Problems and tasks:
- a) Repeat the dodo etymology text from "Again, no fact" to "for the dodo.", swapping "translation engine" for "dictionary".
- b) For each statement, say whether it agrees with the dodo etymology text, answering yes or no and quoting the words that decide it: (i) The Dutch word dood means "fat." (ii) Merriam-Webster derives dodo from the Portuguese doudo. (iii) According to WNT online, dodaars derives from dot+aars.
- c) In the dodo etymology text, why does the writer object to the New Yorker's account of the bird's name?

Text extract:
+ + +

I’m still working my way through the Jan. 22 New Yorker, and I just finished “Digging for Dodos,” by Ian Parker (not online). It’s fairly interesting (though presumably more so if you care more than I do about dodos), but the linguistically significant bit was this, from p. 66:
On later visits, the Dutch came to refer to the birds as dodaersen—fat-asses. In English, “dodo” was in use by the sixteen-twenties, perhaps through a simple process of linguistic evolution; but [Julian] Hume [a British paleontologist and dodo authority] likes the idea that the coinage was inspired, or at least reinforced, by the bird’s call.
I have two problems with this. In the first place, dood does not mean ‘fat’ in Dutch, it means ‘dead’ or ‘death’ (‘fat’ is dik or vet). More importantly, every other etymology I’ve seen for dodo (for example, Merriam-Webster’s) derives it from Portuguese doudo ‘silly, stupid.’ My default assumption here is that the author listened to somebody who didn’t know what he was talking about (presumably one of the Dutch scientists he traveled around with) and that the magazine, as sadly often these days, fell down on fact-checking, but if anyone knows differently, please speak up.
Again, no fact checking, but it sounds a lot like several trips back and forth though a translation engine. I.e. Dodo to stupid to fat-assed.
Or Parker just perused the wikipedia entry on dodo.
This rather interesting site suggests several etymologies of the name dodo. According to one theory, “dodaersen” could be intepreted as “croupe dodue”, i.e. “chubby back”(?).
In any case, the “fat arse” etymology seems to be quite popular.
According to WNT dodaars, dodo and walgvogel are indeed all names for the dodo.
The explanation given on wikipedia seems correct.
For dodo it says it is of unknown origin, but the EWN (etymological dictionary of the dutch language) says it comes from the portugese dodó, which it explains either as coming from the portugese doudo or as an abbrevation of dodaars.
Dodaars according to the WNT (and the EWN) comes from the tuft (knot?) of feathers on the arse that these birds apparantly have.
According to WNT online, dodaars derives from dot+aars, dot apparently being a lump of fibres/threads, a knot of hair or a small knot. That would certainly fit, but still, nothing about “fat arse”.

+ + +

Stored rows:
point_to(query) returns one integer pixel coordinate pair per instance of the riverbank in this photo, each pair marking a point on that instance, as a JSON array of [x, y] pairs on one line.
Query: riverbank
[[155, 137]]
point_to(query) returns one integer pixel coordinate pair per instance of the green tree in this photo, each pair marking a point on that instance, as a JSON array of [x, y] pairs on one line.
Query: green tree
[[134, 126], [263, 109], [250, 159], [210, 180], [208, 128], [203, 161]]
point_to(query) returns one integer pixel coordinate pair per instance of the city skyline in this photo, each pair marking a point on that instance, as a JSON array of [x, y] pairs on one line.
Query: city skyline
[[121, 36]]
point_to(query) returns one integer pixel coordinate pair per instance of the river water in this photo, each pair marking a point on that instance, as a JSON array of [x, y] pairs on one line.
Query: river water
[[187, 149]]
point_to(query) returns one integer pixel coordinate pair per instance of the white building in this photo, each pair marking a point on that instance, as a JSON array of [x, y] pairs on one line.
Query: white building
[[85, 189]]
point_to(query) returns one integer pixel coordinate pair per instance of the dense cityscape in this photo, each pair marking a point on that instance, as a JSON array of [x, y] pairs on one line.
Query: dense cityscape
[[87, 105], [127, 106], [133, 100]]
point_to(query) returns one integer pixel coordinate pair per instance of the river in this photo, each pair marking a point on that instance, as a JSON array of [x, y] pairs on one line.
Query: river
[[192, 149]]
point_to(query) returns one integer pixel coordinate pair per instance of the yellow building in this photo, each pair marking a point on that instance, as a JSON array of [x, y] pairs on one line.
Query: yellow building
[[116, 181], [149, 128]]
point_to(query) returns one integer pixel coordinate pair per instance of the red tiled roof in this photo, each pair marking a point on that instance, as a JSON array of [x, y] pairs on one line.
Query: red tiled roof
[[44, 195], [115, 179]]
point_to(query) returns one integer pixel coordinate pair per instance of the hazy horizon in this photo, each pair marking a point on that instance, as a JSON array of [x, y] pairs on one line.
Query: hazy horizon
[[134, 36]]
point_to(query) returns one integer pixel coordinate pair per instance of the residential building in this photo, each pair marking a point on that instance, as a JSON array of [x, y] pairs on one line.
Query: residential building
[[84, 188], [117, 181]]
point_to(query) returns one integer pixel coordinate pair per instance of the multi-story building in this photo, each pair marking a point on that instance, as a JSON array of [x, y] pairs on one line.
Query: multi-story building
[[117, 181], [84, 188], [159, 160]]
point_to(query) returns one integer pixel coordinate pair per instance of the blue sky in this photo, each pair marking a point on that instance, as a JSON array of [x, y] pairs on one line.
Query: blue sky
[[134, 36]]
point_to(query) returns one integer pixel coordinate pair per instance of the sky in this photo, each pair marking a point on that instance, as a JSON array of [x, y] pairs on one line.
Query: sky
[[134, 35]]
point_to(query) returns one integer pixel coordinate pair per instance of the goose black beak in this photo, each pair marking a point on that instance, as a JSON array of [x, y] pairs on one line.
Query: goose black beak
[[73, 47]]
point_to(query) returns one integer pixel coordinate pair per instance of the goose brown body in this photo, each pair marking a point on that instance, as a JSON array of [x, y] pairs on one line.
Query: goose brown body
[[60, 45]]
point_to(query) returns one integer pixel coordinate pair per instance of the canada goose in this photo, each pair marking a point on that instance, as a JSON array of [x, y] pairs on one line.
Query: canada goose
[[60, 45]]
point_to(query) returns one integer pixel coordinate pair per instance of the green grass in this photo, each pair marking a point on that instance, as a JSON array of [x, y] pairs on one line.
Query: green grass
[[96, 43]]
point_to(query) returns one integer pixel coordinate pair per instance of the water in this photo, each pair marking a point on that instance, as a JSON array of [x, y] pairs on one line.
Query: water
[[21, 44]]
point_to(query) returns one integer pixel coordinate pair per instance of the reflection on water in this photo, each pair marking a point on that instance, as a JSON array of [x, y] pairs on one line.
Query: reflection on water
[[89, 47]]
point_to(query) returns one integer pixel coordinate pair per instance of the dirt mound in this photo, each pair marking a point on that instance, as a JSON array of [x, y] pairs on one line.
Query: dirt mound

+ + +

Exercise answers:
- a)
Again, no fact checking, but it sounds a lot like several trips back and forth though a dictionary. I.e. Dodo to stupid to fat-assed.
Or Parker just perused the wikipedia entry on dodo.
This rather interesting site suggests several etymologies of the name dodo. According to one theory, “dodaersen” could be intepreted as “croupe dodue”, i.e. “chubby back”(?).
In any case, the “fat arse” etymology seems to be quite popular.
According to WNT dodaars, dodo and walgvogel are indeed all names for the dodo.

- b)
(i) No: "dood does not mean ‘fat’ in Dutch, it means ‘dead’ or ‘death’"
(ii) Yes: "every other etymology I’ve seen for dodo (for example, Merriam-Webster’s) derives it from Portuguese doudo ‘silly, stupid.’"
(iii) Yes: "According to WNT online, dodaars derives from dot+aars"

- c) The writer says that dood means "dead" or "death" in Dutch, not "fat," which would be dik or vet. More importantly, every other etymology the writer has seen, including Merriam-Webster's, derives dodo from the Portuguese doudo, meaning "silly, stupid."